In the early crest of his stand-up career, in October 1987, Howie Mandel sold out two shows on the same day at Radio City Music Hall.
In one of his favorite stories, he recalls looking down from his dressing room onto 6th Avenue in Manhattan with his wife, Terry. About 7,000 people were amassing outside the legendary theater, waiting to get into the first of two shows.
“People are teeming out there, the barriers are up, the cops are directing traffic, there’s a traffic jam, and my wife says, ‘Look at you! This is because of you! What are you thinking?’ ” says Mandel, the veteran actor, comedian and “America’s Got Talent” judge who headlines at 8 p.m. Saturday at Paris Theater. “I said, ‘Well, there are 10 million people in this city and 14,000 are seeing me in two shows. That means 9,986,000 chose to do something else.”
Mandel employs that selfless perspective on the hit NBC contest show.
“That stuck with me. As a judge, just because I’m not interested in something, just because I don’t go out and buy that type of music, or just because I’m not into juggling, doesn’t mean it’s not great and that millions of people do like it,” he says. “This is a big culture. I love the human drive that draws someone to do something nobody else has ever tried, or do something differently than anyone else.”
More from our recent phone chat:
John Kats: I can report to you that your impact is felt all across the city, with several headliners having performed on the TV show. I run into them every day.

• [Given information]:

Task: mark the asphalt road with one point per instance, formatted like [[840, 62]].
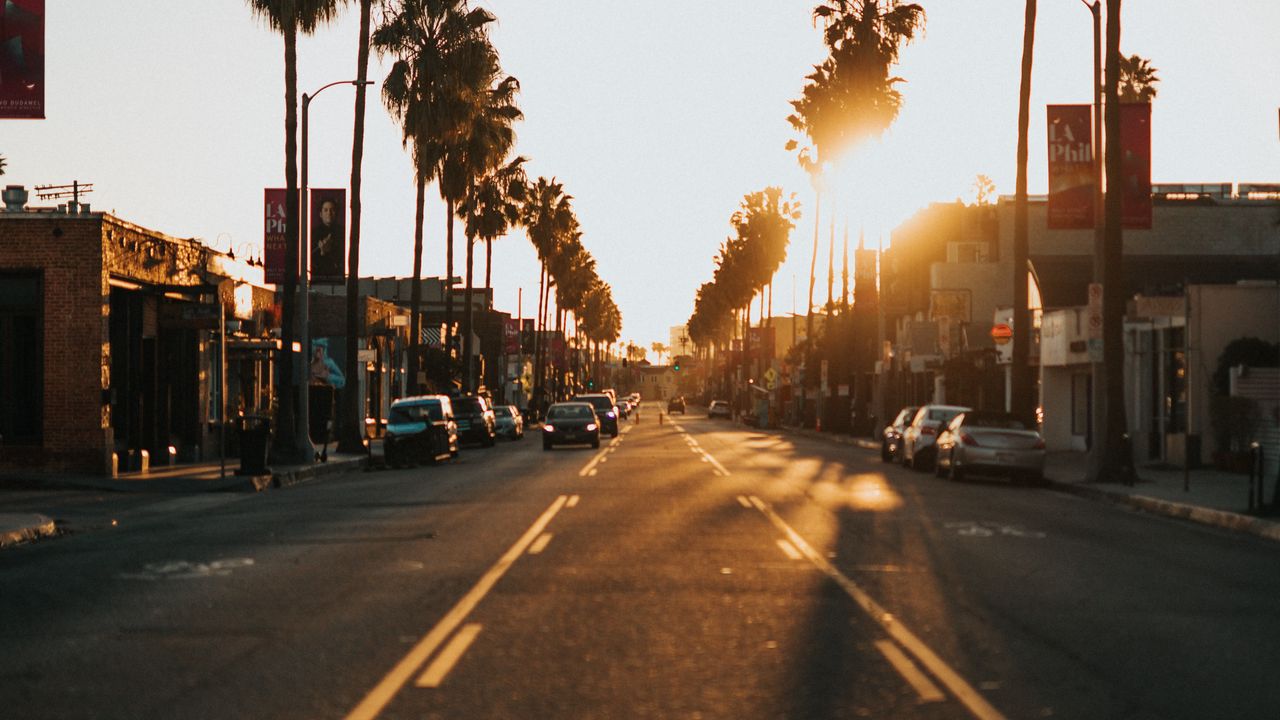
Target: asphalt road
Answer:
[[690, 569]]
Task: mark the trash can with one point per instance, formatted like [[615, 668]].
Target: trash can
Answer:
[[255, 434]]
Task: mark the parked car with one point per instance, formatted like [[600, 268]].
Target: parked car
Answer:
[[571, 423], [508, 422], [990, 442], [891, 438], [475, 419], [420, 429], [606, 410], [918, 440]]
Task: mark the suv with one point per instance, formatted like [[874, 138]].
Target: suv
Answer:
[[475, 419], [604, 409], [420, 429]]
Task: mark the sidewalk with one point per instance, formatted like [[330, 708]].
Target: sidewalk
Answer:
[[1214, 499], [27, 502]]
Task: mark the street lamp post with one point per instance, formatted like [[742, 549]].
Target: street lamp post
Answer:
[[304, 379]]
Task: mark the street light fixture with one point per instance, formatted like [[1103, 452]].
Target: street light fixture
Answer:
[[304, 378]]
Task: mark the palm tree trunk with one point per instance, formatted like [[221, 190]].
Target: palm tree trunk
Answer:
[[467, 318], [415, 295], [448, 282], [351, 428], [1022, 402], [284, 449]]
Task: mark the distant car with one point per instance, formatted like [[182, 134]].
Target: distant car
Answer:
[[990, 442], [606, 410], [420, 429], [475, 419], [508, 422], [891, 438], [918, 440], [571, 423], [718, 409]]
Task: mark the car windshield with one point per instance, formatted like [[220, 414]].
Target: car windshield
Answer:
[[570, 413]]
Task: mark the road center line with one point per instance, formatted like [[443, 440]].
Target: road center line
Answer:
[[959, 687], [449, 656], [923, 687], [382, 695]]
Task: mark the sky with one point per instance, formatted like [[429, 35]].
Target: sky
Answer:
[[657, 117]]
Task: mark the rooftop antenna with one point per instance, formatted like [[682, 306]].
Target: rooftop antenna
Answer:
[[58, 191]]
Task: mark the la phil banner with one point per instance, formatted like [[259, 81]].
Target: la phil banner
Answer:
[[1070, 167], [22, 59], [1136, 165], [274, 238], [328, 236]]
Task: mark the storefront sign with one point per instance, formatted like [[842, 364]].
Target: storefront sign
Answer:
[[1072, 172], [22, 59]]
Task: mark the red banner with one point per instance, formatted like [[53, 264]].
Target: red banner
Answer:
[[1136, 165], [328, 228], [1072, 174], [22, 59], [274, 238]]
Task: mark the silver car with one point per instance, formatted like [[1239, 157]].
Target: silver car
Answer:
[[918, 450], [990, 442]]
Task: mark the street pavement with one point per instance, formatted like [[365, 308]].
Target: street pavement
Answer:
[[686, 569]]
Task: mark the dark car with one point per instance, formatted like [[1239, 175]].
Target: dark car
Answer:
[[891, 440], [420, 429], [571, 423], [604, 409], [475, 419]]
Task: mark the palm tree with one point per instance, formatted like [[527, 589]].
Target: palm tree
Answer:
[[352, 406], [289, 18], [440, 49], [1137, 80]]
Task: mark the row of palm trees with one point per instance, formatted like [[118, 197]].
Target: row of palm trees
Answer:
[[457, 110]]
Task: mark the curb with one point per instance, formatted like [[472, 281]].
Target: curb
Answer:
[[22, 528], [1224, 519]]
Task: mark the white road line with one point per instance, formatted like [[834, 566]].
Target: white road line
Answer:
[[385, 689], [449, 656], [789, 550], [540, 543], [959, 687], [923, 687]]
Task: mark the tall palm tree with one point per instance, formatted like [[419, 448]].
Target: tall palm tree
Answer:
[[480, 156], [289, 18], [352, 408], [1137, 80], [439, 49]]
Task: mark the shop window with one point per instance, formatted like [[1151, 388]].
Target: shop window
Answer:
[[22, 359]]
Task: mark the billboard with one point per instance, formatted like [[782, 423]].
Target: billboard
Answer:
[[22, 59], [1136, 165], [274, 237], [1072, 173], [328, 229]]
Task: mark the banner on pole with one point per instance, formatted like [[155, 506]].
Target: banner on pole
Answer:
[[274, 237], [1136, 165], [328, 227], [1072, 173], [22, 59]]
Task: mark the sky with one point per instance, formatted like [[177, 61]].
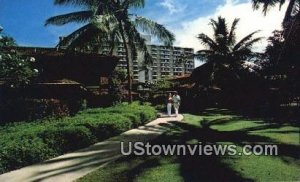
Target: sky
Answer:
[[24, 19]]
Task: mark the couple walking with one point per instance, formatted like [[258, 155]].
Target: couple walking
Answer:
[[175, 101]]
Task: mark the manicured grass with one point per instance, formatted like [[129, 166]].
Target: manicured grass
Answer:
[[214, 127], [26, 143]]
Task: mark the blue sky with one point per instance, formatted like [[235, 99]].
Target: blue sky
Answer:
[[24, 19]]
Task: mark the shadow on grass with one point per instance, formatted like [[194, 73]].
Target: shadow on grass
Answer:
[[201, 167]]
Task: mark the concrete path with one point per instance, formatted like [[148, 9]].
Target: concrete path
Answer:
[[72, 166]]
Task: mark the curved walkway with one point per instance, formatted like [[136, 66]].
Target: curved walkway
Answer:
[[72, 166]]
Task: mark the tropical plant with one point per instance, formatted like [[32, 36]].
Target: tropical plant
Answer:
[[110, 21], [183, 59], [224, 56], [14, 69]]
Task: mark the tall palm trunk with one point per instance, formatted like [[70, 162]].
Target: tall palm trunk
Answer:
[[127, 61], [289, 11]]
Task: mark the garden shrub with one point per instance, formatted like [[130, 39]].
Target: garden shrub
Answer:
[[26, 143]]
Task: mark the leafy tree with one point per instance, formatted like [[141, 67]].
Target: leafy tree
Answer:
[[224, 56], [14, 69], [110, 21]]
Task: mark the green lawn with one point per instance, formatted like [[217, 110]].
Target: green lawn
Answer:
[[29, 142], [214, 126]]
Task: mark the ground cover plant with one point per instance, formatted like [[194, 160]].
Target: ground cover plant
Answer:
[[25, 143], [214, 126]]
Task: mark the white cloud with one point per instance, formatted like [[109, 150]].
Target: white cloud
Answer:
[[172, 6], [249, 21]]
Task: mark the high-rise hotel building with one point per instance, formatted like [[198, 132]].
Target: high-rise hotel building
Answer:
[[167, 62]]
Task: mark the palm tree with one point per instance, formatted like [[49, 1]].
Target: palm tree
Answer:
[[182, 60], [224, 56], [109, 21]]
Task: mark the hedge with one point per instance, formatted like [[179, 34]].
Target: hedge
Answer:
[[26, 143]]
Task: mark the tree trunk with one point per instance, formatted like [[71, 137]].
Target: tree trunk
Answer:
[[128, 63], [289, 11]]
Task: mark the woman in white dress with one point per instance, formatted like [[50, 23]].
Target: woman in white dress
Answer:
[[176, 102], [169, 104]]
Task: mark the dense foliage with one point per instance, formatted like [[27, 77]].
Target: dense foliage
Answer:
[[14, 69], [25, 143]]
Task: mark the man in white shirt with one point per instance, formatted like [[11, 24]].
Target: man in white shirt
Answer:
[[176, 103]]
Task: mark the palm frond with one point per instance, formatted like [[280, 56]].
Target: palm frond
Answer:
[[75, 2], [78, 17], [208, 42], [134, 3], [232, 35], [244, 40], [266, 4], [155, 29]]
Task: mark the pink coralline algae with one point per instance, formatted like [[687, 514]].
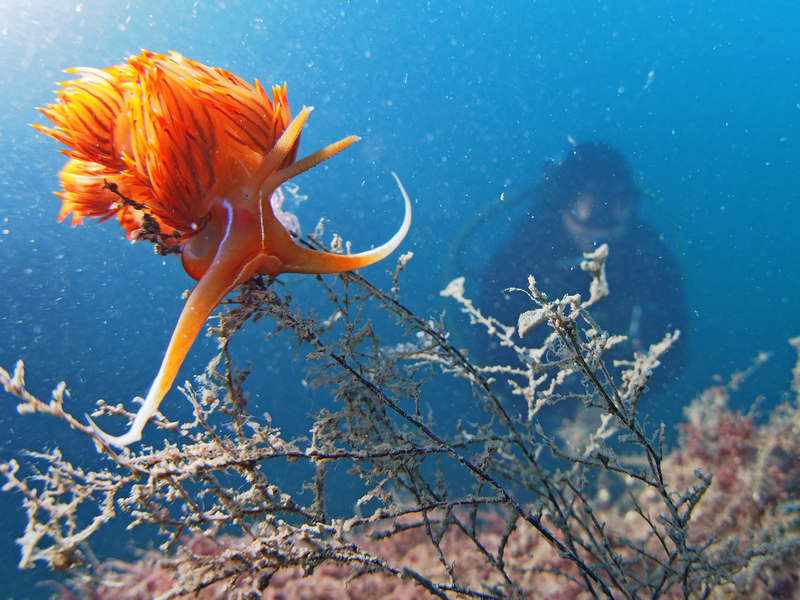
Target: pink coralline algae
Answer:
[[756, 479]]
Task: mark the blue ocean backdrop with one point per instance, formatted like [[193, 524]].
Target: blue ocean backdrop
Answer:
[[465, 101]]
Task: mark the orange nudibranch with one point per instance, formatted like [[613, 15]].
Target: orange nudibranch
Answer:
[[191, 155]]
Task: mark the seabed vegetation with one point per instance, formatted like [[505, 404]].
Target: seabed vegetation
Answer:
[[496, 506]]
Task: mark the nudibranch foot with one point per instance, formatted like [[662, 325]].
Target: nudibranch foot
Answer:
[[208, 293], [188, 157]]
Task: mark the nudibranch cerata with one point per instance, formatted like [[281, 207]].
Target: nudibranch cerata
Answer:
[[189, 156]]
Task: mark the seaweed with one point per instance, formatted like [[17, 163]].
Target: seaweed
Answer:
[[493, 505]]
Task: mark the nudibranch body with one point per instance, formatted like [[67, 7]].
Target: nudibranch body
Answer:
[[191, 155]]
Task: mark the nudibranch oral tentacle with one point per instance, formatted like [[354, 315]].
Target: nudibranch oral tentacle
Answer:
[[190, 155]]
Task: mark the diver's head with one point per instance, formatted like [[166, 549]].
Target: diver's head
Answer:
[[593, 191]]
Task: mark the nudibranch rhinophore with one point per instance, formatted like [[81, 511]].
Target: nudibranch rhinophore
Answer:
[[191, 155]]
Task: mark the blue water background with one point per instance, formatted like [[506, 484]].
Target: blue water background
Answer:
[[464, 101]]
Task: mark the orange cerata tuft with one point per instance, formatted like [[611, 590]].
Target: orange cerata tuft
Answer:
[[189, 156]]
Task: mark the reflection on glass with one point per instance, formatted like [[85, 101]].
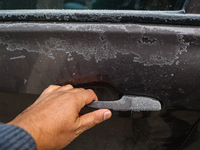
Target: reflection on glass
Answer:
[[94, 4]]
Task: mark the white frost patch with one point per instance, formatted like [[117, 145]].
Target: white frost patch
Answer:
[[18, 57]]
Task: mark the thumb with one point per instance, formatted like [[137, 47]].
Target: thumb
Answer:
[[91, 119]]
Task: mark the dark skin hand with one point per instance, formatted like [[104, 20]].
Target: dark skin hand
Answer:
[[54, 120]]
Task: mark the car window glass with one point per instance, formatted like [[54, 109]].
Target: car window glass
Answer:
[[93, 4]]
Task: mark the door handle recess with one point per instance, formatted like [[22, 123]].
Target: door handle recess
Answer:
[[129, 103]]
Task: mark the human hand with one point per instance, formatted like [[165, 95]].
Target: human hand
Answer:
[[54, 120]]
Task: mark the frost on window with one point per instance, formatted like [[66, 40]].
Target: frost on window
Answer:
[[94, 4]]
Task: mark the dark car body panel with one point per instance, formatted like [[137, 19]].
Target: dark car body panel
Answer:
[[115, 53]]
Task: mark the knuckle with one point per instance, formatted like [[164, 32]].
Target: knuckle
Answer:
[[69, 86], [96, 120], [90, 91], [51, 87]]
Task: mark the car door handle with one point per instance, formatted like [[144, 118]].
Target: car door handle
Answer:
[[129, 103]]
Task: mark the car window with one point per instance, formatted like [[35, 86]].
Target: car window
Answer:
[[94, 4]]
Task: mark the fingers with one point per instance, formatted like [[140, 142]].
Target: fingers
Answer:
[[65, 88], [89, 120], [50, 89], [76, 90], [85, 97]]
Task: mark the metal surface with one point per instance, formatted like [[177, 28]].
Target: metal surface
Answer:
[[154, 60], [129, 103], [162, 61]]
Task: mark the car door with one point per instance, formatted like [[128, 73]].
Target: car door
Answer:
[[137, 48]]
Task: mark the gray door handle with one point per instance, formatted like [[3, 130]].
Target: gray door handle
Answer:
[[129, 103]]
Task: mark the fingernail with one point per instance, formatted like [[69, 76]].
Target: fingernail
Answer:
[[107, 115]]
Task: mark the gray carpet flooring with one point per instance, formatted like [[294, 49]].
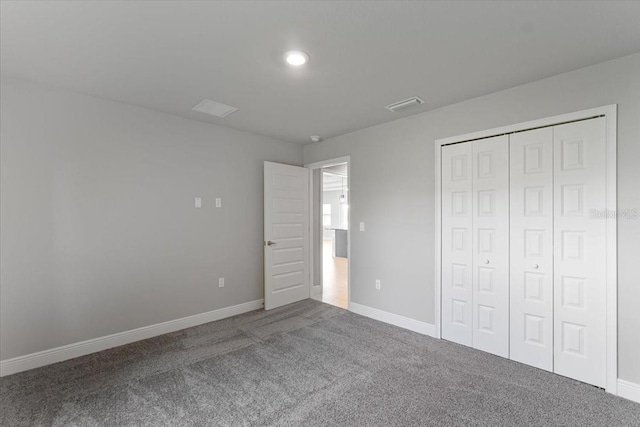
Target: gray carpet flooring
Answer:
[[307, 364]]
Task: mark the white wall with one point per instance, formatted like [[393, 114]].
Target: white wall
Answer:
[[392, 188], [99, 233]]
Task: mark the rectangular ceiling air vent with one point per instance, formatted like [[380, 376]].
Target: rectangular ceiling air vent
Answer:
[[403, 105], [214, 108]]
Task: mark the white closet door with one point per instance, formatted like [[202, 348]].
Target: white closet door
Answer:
[[457, 322], [580, 251], [531, 296], [491, 245]]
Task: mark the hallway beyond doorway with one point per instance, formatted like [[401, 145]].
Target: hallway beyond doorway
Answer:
[[335, 277]]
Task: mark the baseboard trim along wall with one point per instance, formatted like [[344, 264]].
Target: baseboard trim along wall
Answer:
[[316, 292], [71, 351], [629, 390], [394, 319]]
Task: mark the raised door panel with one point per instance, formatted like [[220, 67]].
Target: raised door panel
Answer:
[[286, 226], [531, 225], [491, 245], [580, 255], [456, 207]]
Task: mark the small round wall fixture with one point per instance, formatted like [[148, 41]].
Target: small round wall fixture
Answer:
[[296, 58]]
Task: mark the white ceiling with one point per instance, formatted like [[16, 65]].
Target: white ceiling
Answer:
[[169, 55]]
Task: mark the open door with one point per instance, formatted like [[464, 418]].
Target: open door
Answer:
[[286, 234]]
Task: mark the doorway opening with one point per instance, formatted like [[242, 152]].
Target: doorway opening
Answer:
[[330, 231], [335, 235]]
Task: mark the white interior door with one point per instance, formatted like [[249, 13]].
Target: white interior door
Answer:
[[580, 250], [491, 245], [531, 283], [457, 292], [286, 234]]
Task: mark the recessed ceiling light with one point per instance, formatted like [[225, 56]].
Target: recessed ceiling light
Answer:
[[403, 105], [296, 58]]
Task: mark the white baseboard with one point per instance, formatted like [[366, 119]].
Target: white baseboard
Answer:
[[629, 390], [394, 319], [71, 351], [316, 292]]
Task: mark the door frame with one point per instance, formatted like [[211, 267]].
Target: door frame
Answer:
[[609, 112], [319, 165]]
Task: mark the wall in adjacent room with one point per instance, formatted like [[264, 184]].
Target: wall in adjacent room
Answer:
[[99, 233], [392, 188]]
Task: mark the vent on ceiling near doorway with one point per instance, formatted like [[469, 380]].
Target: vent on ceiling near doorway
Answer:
[[404, 105], [213, 108]]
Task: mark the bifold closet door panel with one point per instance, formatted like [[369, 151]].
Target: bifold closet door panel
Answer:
[[580, 250], [531, 223], [491, 245], [457, 322]]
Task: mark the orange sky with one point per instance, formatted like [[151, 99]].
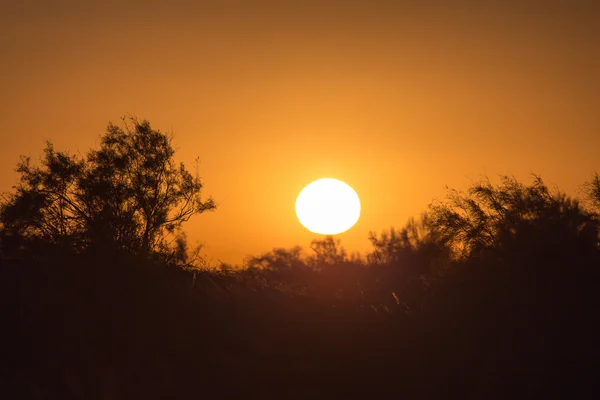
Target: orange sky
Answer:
[[395, 99]]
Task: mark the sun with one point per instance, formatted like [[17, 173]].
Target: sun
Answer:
[[328, 207]]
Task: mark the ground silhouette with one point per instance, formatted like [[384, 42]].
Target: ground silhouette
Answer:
[[490, 293]]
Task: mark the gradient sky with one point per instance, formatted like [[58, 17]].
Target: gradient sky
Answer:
[[396, 99]]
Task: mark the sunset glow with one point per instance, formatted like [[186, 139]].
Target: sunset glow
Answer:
[[328, 206]]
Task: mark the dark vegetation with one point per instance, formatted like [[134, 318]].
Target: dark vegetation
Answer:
[[491, 293]]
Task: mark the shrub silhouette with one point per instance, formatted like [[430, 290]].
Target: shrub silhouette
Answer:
[[129, 194]]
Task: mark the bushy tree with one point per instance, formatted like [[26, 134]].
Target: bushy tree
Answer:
[[510, 218], [128, 194]]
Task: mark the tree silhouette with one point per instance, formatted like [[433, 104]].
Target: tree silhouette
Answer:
[[512, 218], [129, 194]]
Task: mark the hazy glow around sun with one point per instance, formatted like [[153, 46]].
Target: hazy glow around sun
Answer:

• [What to do]:
Answer each item from the Howie Mandel article.
(a) In what month and year did Mandel sell out two shows on the same day at Radio City Music Hall?
(b) Who was with Mandel when he looked down from his dressing room onto 6th Avenue?
(c) At what venue does Mandel headline at 8 p.m. Saturday?
The records play no part in what comes next.

• [Correct response]:
(a) October 1987
(b) His wife, Terry
(c) Paris Theater